§ TASK A: Quote the social anxiety disorder abstract from "The sample (n" to "of depressive symptoms.".
§ TASK B: In the social anxiety disorder abstract, how many families did the study's participants come from?

§ PROVIDED TEXT:
╭──

||Social anxiety disorder (SAD) is a serious and prevalent psychiatric condition, with a heritable component. However, little is known about the characteristics that are associated with the genetic component of SAD, the so-called "endophenotypes". These endophenotypes could advance our insight in the genetic susceptibility to SAD, as they are on the pathway from genotype to phenotype. The Leiden Family Lab study on Social Anxiety Disorder (LFLSAD) is the first multiplex, multigenerational study aimed to identify neurocognitive endophenotypes of social anxiety.
The LFLSAD is characterized by a multidisciplinary approach and encompasses a variety of measurements, including a clinical interview, functional and structural magnetic resonance imaging and an electroencephalography experiment. Participants are family members from 2 generations, from families genetically enriched for SAD.
The sample (n = 132 participants, from 9 families) was characterized by a high prevalence of SAD, in both generations (prevalence (sub)clinical SAD: 38.3%). Furthermore, (sub)clinical SAD was positively related to self-reported social anxiety, fear of negative evaluation, trait anxiety, behavioral inhibition, negative affect, and the level of depressive symptoms.
By the multidimensional character of the measurements and thorough characterization of the sample, the LFLSAD offers unique opportunities to investigate candidate neurocognitive endophenotypes of SAD.

╰──

§ EXTRACTED DATA:
╭──

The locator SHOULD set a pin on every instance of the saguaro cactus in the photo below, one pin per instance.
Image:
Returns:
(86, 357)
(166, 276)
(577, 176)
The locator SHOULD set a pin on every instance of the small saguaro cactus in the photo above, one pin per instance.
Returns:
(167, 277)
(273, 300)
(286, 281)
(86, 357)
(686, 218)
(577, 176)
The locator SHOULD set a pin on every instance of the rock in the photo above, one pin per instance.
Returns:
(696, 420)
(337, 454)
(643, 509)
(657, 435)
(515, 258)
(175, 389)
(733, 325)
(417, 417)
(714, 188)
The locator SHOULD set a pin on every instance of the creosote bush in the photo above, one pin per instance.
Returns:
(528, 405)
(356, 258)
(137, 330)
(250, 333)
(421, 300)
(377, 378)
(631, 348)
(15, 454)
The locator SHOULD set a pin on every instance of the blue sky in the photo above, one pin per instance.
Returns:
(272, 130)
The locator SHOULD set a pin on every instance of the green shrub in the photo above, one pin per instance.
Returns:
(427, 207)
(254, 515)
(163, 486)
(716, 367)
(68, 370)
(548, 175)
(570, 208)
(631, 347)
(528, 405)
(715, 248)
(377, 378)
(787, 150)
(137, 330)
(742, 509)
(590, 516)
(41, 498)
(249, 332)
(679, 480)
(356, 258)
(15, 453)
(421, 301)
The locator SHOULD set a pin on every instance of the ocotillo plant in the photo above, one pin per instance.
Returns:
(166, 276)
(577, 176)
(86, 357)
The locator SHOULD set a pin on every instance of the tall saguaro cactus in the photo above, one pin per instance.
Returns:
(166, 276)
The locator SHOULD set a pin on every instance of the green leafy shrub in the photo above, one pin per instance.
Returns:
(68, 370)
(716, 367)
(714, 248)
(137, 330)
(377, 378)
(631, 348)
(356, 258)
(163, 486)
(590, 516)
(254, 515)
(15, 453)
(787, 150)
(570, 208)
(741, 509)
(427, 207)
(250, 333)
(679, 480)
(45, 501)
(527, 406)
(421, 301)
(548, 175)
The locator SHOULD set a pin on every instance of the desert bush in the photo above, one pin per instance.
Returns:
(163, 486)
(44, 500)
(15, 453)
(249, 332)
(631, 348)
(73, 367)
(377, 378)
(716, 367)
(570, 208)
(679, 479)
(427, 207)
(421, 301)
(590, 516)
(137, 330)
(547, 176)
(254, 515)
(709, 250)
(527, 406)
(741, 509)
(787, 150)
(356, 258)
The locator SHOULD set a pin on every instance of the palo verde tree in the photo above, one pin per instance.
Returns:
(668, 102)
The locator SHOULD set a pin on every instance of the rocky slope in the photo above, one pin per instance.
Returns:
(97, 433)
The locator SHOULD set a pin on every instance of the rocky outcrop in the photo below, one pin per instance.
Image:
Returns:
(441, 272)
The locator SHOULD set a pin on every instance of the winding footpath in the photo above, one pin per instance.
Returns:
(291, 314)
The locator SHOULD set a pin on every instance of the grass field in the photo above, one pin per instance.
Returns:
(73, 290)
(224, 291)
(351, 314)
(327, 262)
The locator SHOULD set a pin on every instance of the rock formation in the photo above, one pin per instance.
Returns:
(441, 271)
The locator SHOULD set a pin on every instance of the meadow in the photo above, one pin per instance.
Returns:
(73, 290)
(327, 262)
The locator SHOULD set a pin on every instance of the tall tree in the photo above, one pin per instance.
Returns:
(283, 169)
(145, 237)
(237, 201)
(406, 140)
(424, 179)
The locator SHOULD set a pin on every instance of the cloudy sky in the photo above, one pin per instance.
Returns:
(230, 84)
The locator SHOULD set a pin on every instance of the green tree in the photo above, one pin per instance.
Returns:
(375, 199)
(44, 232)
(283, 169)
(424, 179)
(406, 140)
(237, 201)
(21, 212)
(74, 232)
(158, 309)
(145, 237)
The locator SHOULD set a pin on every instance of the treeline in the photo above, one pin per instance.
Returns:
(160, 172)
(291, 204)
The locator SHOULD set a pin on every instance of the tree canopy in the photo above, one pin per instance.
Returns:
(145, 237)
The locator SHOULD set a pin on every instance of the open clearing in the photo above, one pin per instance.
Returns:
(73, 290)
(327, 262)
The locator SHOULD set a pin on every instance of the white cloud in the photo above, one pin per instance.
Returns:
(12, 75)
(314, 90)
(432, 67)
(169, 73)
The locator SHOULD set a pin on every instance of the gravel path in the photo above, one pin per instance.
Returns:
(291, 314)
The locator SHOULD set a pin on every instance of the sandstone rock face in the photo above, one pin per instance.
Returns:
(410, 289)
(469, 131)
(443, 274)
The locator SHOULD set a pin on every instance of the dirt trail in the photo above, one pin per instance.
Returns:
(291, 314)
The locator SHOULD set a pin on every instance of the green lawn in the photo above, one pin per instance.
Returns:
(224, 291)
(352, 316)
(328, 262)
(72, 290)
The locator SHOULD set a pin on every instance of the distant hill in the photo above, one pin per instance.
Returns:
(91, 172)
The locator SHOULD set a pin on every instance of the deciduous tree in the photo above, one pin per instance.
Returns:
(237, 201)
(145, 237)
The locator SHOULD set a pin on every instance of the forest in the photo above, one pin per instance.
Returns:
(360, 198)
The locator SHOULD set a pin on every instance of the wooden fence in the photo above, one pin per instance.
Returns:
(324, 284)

╰──

§ TASK RESPONSE A:
The sample (n = 132 participants, from 9 families) was characterized by a high prevalence of SAD, in both generations (prevalence (sub)clinical SAD: 38.3%). Furthermore, (sub)clinical SAD was positively related to self-reported social anxiety, fear of negative evaluation, trait anxiety, behavioral inhibition, negative affect, and the level of depressive symptoms.

§ TASK RESPONSE B: 9 families